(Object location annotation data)
_____

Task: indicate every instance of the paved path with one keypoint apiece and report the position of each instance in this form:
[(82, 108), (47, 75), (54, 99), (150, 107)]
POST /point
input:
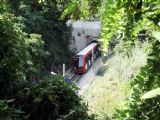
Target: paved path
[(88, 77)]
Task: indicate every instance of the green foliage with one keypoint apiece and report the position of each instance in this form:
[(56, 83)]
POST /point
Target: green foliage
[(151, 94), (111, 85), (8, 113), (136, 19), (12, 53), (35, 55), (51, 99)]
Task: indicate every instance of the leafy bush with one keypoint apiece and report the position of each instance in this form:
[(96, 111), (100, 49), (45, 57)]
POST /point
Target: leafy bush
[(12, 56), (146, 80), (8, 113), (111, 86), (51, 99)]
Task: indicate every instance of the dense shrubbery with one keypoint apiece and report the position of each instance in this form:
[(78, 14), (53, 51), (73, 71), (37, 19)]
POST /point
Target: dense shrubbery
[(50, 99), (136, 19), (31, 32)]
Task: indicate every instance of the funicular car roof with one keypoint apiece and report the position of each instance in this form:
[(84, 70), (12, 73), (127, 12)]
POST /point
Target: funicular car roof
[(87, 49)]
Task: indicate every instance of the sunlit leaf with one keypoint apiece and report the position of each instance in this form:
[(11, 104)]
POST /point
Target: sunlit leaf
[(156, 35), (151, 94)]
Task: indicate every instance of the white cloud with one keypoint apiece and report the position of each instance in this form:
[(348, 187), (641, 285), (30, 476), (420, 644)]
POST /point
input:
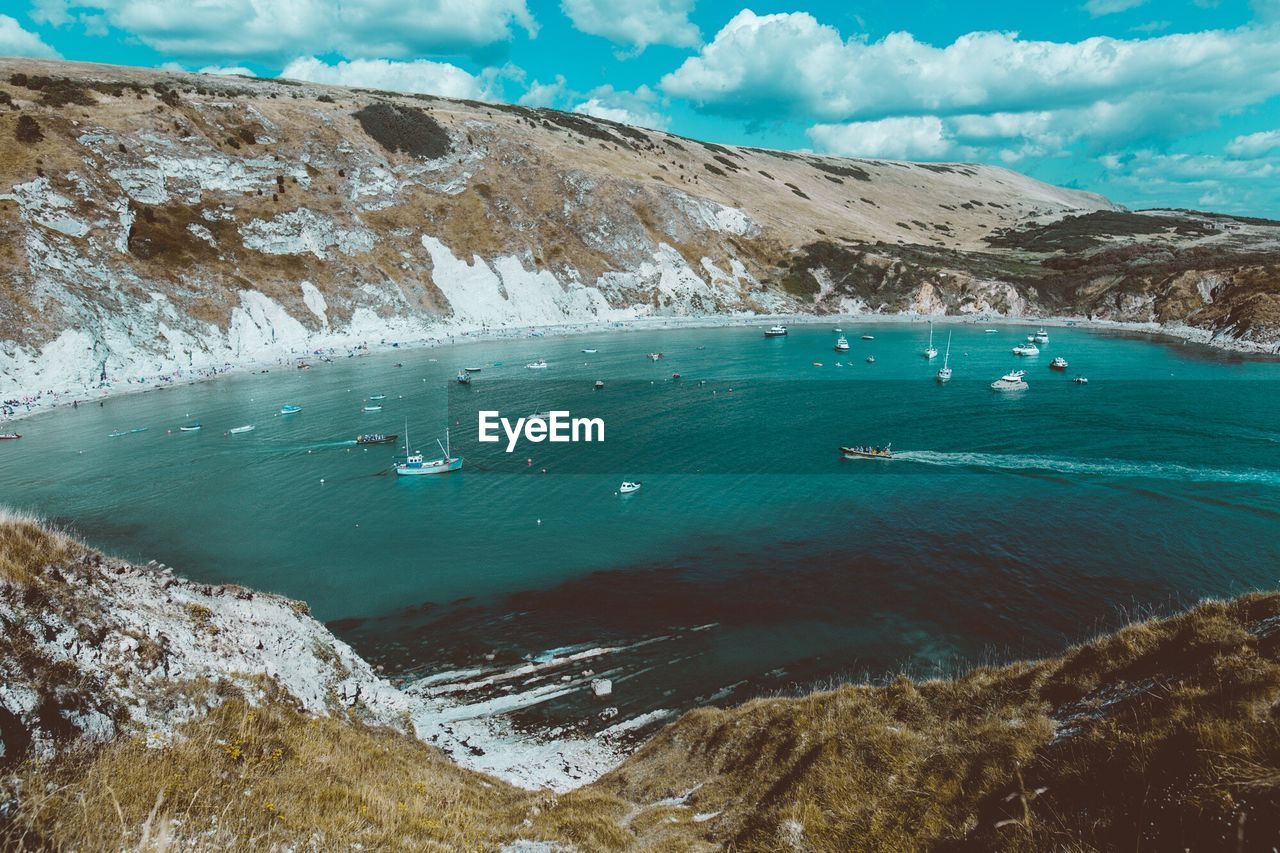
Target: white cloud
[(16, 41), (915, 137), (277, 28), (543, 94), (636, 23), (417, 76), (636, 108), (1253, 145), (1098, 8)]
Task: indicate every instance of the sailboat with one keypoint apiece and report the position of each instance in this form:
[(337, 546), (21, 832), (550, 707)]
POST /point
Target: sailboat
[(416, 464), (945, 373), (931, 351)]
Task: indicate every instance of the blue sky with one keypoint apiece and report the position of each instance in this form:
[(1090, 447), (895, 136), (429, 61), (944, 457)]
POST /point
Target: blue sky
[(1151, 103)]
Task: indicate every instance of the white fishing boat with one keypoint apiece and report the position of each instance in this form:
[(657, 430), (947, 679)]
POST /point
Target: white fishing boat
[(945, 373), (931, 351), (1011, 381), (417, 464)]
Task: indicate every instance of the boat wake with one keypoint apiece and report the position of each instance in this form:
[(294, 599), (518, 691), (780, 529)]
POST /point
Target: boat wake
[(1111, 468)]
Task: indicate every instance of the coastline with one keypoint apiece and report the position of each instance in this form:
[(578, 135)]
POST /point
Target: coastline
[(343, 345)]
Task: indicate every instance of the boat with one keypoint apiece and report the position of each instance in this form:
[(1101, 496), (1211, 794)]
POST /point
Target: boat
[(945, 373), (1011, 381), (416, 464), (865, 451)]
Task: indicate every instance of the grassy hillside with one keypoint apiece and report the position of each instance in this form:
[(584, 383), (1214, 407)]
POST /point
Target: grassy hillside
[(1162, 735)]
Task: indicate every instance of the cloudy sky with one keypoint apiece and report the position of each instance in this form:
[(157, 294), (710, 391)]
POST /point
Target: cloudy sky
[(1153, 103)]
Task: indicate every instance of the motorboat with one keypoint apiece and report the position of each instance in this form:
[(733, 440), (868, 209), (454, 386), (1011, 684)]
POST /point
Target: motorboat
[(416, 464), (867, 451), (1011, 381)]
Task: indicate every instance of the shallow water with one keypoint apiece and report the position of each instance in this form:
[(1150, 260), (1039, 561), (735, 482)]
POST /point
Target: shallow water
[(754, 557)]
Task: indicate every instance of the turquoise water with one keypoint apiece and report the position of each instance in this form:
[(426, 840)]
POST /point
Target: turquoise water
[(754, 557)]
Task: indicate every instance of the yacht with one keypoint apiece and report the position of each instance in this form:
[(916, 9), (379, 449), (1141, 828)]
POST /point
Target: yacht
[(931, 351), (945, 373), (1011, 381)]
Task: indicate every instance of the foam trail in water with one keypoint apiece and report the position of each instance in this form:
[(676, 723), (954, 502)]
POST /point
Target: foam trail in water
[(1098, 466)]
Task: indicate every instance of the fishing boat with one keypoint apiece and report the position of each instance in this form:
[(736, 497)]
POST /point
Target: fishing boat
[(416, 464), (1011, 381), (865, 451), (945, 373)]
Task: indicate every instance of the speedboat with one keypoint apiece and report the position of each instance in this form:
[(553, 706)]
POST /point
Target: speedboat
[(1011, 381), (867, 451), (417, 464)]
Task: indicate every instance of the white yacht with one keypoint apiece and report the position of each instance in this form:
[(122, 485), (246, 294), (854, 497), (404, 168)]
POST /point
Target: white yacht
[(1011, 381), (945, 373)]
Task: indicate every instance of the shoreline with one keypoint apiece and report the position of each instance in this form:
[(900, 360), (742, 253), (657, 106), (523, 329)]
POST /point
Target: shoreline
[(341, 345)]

_____

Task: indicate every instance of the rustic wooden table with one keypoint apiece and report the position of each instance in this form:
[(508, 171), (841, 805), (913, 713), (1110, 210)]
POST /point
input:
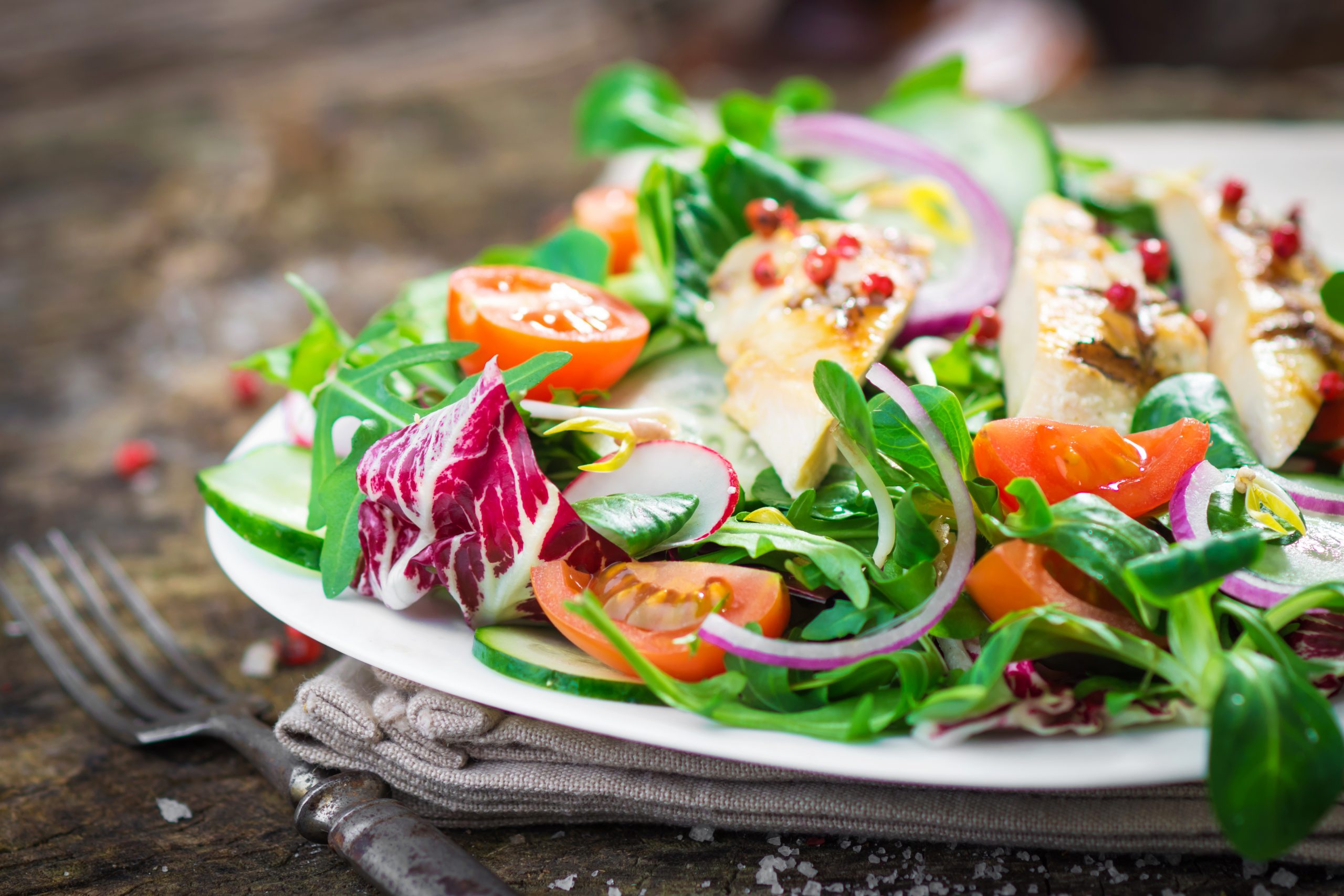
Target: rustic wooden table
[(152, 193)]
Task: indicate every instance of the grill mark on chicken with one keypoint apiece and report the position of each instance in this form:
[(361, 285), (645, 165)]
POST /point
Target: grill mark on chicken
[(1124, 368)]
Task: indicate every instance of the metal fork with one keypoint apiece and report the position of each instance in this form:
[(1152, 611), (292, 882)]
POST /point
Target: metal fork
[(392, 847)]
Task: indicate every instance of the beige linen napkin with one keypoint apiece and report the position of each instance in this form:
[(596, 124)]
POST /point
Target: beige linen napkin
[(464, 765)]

_____

▶ [Short exercise]: Reproduce the lines word for word, starting with the line containing "Task: indicate every instance of the motorboat" and continuing through the line containing "[(1011, 381), (867, 451), (417, 464)]", with both of those lines included.

▶ [Output for this exercise]:
Task: indicate every instance of the motorboat with one keypoint apiece and report the position of each instance in this form:
[(733, 440), (868, 209), (454, 386), (1011, 684)]
POST /point
Target: motorboat
[(416, 464), (867, 451), (1011, 381)]
Task: indicate every instance of the shallow water with one keypoint apiece and report the position of each instance in this form:
[(1150, 260), (1039, 561), (735, 482)]
POST /point
Target: shallow water
[(754, 557)]
Task: indicate every instance of the turquoise water with one keypoint apiece and report the position of each instance in this form:
[(426, 840)]
POST /point
Target: turquoise water
[(754, 557)]
Task: indicate every instance of the yacht with one keypoint apiece and report the position of each instance in this form:
[(916, 9), (379, 449), (1141, 828)]
POST /point
Target: yacht
[(931, 351), (945, 373), (1011, 381)]
Task: indicate every instance of the foam trail in water with one keypoint apiece and report the position of each instance in this form:
[(676, 723), (954, 502)]
POST /point
Target: foam trail in water
[(1098, 466)]
Task: indicate every instance of the fishing boat with one keypoint apiece and report the position of each instance in this form:
[(736, 497)]
POST /point
Target: fishing boat
[(416, 464), (1011, 381), (865, 451), (945, 373)]
Task: indicate every instance of the speedboat with one keypoint apiece and report the position of each instance in this form:
[(553, 706)]
POST /point
Target: speedboat
[(1011, 381), (867, 451), (417, 464)]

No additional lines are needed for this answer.